◆ WORK INSTRUCTION
I'd like every line from the material below that has "target" in it.

----

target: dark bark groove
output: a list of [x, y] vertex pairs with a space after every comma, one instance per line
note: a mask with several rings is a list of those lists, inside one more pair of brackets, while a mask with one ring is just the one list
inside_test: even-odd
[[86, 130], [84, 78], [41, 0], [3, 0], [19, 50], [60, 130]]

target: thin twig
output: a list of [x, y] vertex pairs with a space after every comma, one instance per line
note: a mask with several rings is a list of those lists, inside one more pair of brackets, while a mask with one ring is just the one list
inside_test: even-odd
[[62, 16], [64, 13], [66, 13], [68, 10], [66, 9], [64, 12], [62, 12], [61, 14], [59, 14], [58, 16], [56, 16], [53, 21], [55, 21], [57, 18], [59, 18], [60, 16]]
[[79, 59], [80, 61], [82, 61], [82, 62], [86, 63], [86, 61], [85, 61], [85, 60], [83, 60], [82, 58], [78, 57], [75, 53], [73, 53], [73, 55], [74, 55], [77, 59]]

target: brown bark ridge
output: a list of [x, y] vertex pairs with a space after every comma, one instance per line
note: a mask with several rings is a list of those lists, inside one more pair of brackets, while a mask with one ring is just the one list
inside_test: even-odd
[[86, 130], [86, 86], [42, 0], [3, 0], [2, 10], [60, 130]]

----

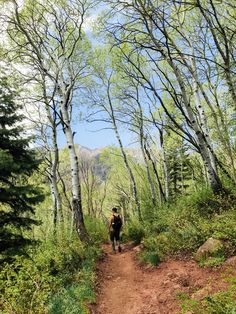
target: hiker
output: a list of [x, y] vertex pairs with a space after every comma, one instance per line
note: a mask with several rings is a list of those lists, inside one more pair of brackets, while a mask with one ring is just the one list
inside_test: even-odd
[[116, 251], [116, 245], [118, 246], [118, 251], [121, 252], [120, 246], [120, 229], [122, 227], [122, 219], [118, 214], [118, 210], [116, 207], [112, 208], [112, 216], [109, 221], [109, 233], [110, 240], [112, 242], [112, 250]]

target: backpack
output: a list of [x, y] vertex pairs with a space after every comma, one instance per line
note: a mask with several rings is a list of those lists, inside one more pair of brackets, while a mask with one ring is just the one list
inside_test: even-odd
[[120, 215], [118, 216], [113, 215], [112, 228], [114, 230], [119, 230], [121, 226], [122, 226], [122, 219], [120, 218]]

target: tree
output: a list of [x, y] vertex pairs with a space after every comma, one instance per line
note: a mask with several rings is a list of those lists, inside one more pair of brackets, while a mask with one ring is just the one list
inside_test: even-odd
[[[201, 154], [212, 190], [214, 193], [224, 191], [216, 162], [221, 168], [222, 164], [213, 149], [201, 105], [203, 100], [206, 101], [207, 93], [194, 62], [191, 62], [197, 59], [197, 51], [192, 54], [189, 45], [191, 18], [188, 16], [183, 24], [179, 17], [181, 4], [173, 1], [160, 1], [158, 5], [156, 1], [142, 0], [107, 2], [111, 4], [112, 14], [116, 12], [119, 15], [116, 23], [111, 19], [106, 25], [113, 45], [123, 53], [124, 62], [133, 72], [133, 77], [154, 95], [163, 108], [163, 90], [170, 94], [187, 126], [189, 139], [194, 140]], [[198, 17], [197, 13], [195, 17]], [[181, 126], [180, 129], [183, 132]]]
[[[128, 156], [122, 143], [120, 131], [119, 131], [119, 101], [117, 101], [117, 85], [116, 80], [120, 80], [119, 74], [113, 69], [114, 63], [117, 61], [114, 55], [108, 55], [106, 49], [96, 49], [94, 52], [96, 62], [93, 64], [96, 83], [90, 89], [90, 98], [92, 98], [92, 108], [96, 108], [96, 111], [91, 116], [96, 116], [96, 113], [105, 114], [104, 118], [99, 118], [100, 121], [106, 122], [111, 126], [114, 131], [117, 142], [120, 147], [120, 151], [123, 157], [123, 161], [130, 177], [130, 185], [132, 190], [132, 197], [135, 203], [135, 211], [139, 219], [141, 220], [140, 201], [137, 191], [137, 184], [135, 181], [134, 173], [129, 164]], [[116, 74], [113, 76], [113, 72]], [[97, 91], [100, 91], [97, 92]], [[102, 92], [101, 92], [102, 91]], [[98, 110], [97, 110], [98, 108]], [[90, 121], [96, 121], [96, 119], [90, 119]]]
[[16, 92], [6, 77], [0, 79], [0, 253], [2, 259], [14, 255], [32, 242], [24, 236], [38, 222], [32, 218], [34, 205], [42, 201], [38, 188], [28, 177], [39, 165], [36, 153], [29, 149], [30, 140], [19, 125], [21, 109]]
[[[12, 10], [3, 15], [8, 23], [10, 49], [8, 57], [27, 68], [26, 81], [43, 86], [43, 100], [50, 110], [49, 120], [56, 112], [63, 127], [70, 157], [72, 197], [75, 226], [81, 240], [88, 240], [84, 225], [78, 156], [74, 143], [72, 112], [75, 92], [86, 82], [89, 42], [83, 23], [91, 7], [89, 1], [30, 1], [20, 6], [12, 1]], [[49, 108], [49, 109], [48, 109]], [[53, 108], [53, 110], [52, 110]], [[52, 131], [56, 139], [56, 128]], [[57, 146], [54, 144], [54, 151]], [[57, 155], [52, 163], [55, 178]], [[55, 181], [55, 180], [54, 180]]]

----

◆ OUTPUT
target: dark bark groove
target: thin twig
target: brown bark ridge
target: hiker
target: backpack
target: tree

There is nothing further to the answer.